- _Work required_
Swap "record the position" for "note the location" in every item below and write the items out again with everything else left as it is, leaving the pictures out.

- _Source data_
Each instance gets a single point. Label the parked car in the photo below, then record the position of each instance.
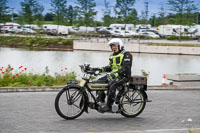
(149, 34)
(128, 33)
(116, 33)
(27, 30)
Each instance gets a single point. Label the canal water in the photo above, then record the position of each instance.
(67, 61)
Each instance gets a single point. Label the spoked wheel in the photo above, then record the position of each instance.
(132, 103)
(69, 103)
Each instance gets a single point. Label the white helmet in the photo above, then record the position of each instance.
(116, 41)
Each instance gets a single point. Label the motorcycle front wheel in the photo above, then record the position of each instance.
(132, 103)
(69, 103)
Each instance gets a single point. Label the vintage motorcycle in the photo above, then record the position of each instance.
(76, 97)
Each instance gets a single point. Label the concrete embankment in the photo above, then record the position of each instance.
(50, 88)
(140, 47)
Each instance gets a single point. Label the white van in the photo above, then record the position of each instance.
(56, 29)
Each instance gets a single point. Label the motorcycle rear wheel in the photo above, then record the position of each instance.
(69, 103)
(132, 103)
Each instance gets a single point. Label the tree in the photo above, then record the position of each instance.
(183, 9)
(49, 17)
(3, 10)
(86, 11)
(124, 8)
(30, 10)
(59, 9)
(107, 11)
(71, 14)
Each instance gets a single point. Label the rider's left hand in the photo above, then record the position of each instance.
(112, 76)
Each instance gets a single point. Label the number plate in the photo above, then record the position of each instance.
(82, 83)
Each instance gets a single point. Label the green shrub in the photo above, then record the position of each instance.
(178, 38)
(9, 77)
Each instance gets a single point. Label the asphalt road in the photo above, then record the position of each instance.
(33, 112)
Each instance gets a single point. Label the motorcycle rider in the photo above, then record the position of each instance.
(120, 63)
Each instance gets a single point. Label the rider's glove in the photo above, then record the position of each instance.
(96, 69)
(112, 76)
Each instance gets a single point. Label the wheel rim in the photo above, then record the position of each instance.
(132, 102)
(71, 102)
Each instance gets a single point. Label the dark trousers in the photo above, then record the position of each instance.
(112, 87)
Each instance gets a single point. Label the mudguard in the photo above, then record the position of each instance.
(84, 94)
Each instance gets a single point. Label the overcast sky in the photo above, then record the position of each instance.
(153, 5)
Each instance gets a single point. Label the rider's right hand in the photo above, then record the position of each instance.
(95, 69)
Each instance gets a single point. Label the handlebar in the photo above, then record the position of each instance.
(87, 69)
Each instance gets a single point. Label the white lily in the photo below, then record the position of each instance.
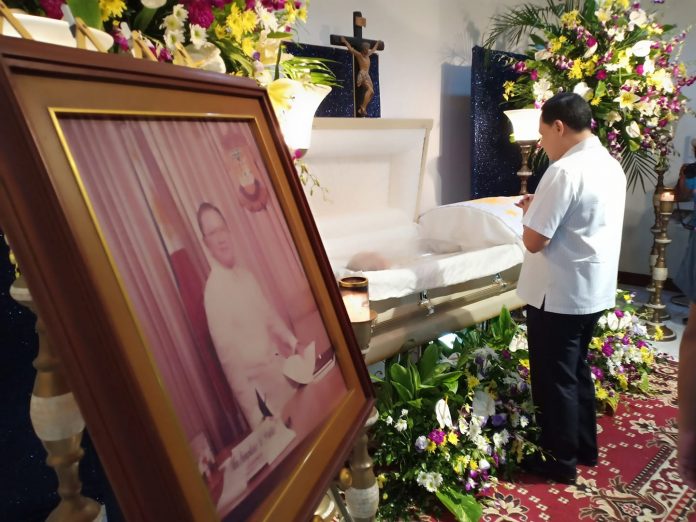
(444, 417)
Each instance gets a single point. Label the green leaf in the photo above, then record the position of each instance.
(428, 361)
(644, 384)
(143, 18)
(88, 10)
(399, 375)
(463, 507)
(403, 392)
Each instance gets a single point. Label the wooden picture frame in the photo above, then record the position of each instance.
(162, 229)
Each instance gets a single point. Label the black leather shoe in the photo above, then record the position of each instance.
(587, 462)
(548, 470)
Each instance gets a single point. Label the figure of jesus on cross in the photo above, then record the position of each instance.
(361, 50)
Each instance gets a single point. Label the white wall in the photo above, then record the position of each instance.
(425, 72)
(639, 217)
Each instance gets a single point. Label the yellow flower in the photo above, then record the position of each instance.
(601, 393)
(659, 334)
(647, 356)
(575, 72)
(234, 22)
(248, 46)
(249, 21)
(291, 11)
(508, 87)
(221, 32)
(111, 8)
(459, 464)
(623, 382)
(570, 18)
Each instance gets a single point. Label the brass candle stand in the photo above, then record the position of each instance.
(525, 171)
(362, 498)
(659, 272)
(660, 169)
(58, 423)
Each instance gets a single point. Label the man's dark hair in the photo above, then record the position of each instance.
(205, 207)
(570, 108)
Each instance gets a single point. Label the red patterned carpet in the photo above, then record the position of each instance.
(636, 479)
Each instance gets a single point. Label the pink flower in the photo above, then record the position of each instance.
(52, 8)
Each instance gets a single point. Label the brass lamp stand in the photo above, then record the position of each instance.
(525, 127)
(58, 423)
(655, 230)
(659, 271)
(362, 498)
(525, 171)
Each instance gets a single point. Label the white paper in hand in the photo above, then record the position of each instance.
(300, 367)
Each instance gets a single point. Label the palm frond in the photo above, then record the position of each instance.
(639, 166)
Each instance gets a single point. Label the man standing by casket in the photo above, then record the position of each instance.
(572, 231)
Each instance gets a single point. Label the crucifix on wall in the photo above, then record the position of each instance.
(361, 49)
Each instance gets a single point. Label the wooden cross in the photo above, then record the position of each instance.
(356, 40)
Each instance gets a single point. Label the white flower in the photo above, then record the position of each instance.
(198, 36)
(501, 438)
(626, 100)
(172, 23)
(483, 404)
(633, 131)
(207, 57)
(171, 38)
(637, 18)
(542, 89)
(583, 90)
(430, 481)
(462, 424)
(542, 55)
(268, 19)
(444, 417)
(519, 342)
(641, 49)
(153, 4)
(590, 51)
(452, 360)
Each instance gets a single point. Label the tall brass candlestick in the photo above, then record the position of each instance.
(58, 422)
(655, 323)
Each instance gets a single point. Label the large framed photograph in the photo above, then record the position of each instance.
(162, 230)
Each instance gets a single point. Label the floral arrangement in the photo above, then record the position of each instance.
(241, 37)
(614, 54)
(620, 356)
(453, 422)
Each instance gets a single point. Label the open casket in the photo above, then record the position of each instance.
(428, 274)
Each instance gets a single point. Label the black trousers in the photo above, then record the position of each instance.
(562, 387)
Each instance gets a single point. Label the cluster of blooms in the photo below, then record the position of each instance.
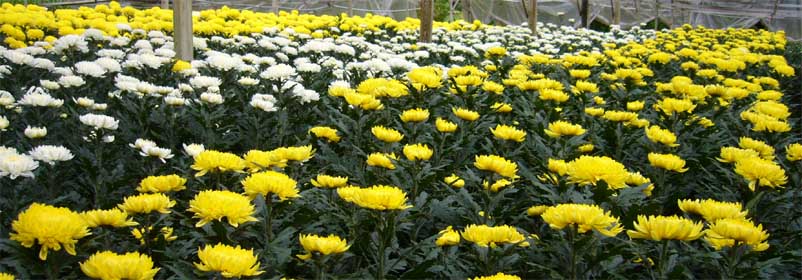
(361, 119)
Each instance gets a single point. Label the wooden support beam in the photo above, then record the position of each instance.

- _Result_
Each instance gets a single point. Label the parked car in the photo below, then note the location of each instance.
(149, 34)
(128, 33)
(116, 33)
(27, 30)
Each instance gets a single point. Label the canal water in the photo above, then note the location of each instance.
(67, 61)
Each instance gets a single point. Label the spoked wheel in the photo above, then note the location of each instance.
(132, 103)
(69, 103)
Each instance gets a single point. Label the white helmet in the photo above, then note the location of each instance.
(116, 41)
Each instance gets a single point. Label the motorcycle front wheel in the photo above, then note the location of each instance.
(132, 103)
(69, 103)
Each instance gets a single point. Label the vintage motorcycle in the photo above, then note the location of each instance.
(76, 97)
Each instance gets a single point. Label the concrete embankment in the photo above, then note the location of each instance.
(50, 88)
(140, 47)
Each instance gets a single point. Label the white van in the photo above, then note the location of each instance.
(56, 29)
Each instance gets a single point. Label the motorcycle rear wheel in the photo above, then note the location of each instance.
(69, 103)
(132, 103)
Each instance gets a single point. Label the tree in the photo above, then note the location of each instance.
(183, 9)
(49, 17)
(3, 10)
(86, 11)
(124, 8)
(30, 10)
(59, 9)
(107, 11)
(71, 14)
Each instance gets a single point. Label the rider's left hand in the photo above, then note the location of each instance.
(112, 76)
Each instance gets a single point. Label the number plate in the photo above, then note the location of each instance.
(82, 83)
Each instance gets a single point. Label the green shrub in the photo above, then note the location of each instance.
(178, 38)
(9, 77)
Each instance gets a single point. Label the asphalt road in the photo above, then note the location of each instance.
(33, 112)
Each instance gets a single point. Label the motorcycle rider in the photo above, then note the location of each instance.
(120, 63)
Each instance gets a single point. Label the rider's glove in the photo above, then note the location of each instance.
(96, 69)
(112, 76)
Each instance gets a single point. Label the wheel rim in the photo above, then note the location of each instance.
(132, 102)
(71, 102)
Each instance gets a single point. Label the dark trousers in the photo above, then note the location of each instance.
(112, 87)
Each instance gets a single point. Label the mudguard in the photo above, then note the location of each instance.
(84, 94)
Each instance gets a single point. Label the overcast sky in the photo above, then note the location of each instance.
(153, 5)
Each instance gets a single point. Label the rider's right hand in the photo above, then note the location of each instance.
(95, 69)
Each instance gets a single point. Label the handlebar in the photo above, then note the location of each instance.
(87, 69)
Each instance gets a single point. Label the white lily in the photo below, then note the location of each instance.
(444, 417)
Each instance gets a single point. Label the green leaf in the photo above, then note the location of each instance.
(428, 361)
(644, 384)
(143, 18)
(88, 10)
(399, 375)
(463, 507)
(403, 392)
Each instance gets a single point. Label the wooden picture frame in the photo above, then note the location of each instance.
(162, 229)
Each instance gets a single point. Label the black leather shoe in the photo above, then note the location of each instance.
(587, 462)
(548, 470)
Each instance gets a single point. Label the figure of jesus on cross in the photo above, then note the location of each instance.
(361, 50)
Each instance gets a single point. Label the white wall in the photo above, then note the location of each instance.
(425, 72)
(639, 217)
Each instance gets a single point. Label the yellow flower in the photo above, then note the location of each instance.
(601, 393)
(659, 334)
(647, 356)
(575, 72)
(234, 22)
(248, 46)
(249, 21)
(291, 11)
(508, 87)
(221, 32)
(111, 8)
(459, 464)
(623, 382)
(570, 18)
Each instance gets a single point. Label the brass candle stand in the photo above, then note the location of each instance.
(525, 171)
(362, 498)
(659, 272)
(660, 169)
(58, 423)
Each instance gets a single point. Label the man's dark hair in the photo above, then note the location of each instance.
(205, 207)
(570, 108)
Each instance gets a single point. Label the red patterned carpet in the photo above, then note the location of each instance.
(636, 479)
Each instance gets a single point. Label the pink flower in the photo above, then note the location of each instance.
(52, 8)
Each instance gets a single point. Label the brass lamp stand in the photo above, then note the location of each instance.
(525, 127)
(58, 423)
(655, 230)
(659, 271)
(362, 498)
(525, 171)
Each instance gets a single point. Label the white paper in hand in the photo above, then note the location of each instance.
(300, 367)
Each instance gets a single point. Label the palm frond in the photo above, then note the location of each instance.
(639, 166)
Each instance gets a single point. Label the man standing by casket in the photo above, then note the location of each instance.
(572, 231)
Each instance gets a single point. Label the crucifix on wall in the photo above, then note the location of each instance.
(361, 49)
Each instance gets a single point. Label the wooden cross in the photo above, then note the location of each instance.
(356, 40)
Each instance gets a single point. Label the white flower in the photo above, then note the location of each instance.
(198, 36)
(501, 438)
(626, 100)
(172, 23)
(483, 404)
(633, 131)
(207, 57)
(171, 38)
(637, 18)
(542, 89)
(583, 90)
(430, 481)
(462, 424)
(542, 55)
(268, 19)
(444, 417)
(519, 342)
(641, 49)
(153, 4)
(590, 51)
(452, 360)
Each instance gets a single point. Label the tall brass candlestick in the photo above, then note the location of each instance.
(58, 422)
(655, 323)
Each instance gets a single point. Label the large framed photograph in the photo above, then note the location of each instance.
(162, 230)
Each instance gets a single point. Label the floral arrangement in the photo above, then note the location of each instance.
(241, 37)
(614, 54)
(620, 356)
(453, 422)
Each instance gets a single point. Label the open casket in the photo above, then note the location of each instance.
(428, 274)
Each instance gets a single point. Label the black trousers in the photo above, then note the location of each instance.
(562, 387)
Each instance gets a single point. Label the cluster of blooms in the photo below, then note the location of each instance.
(361, 119)
Each instance gets a single point. Label the wooden support beam in the photo above, then note the location of each instance.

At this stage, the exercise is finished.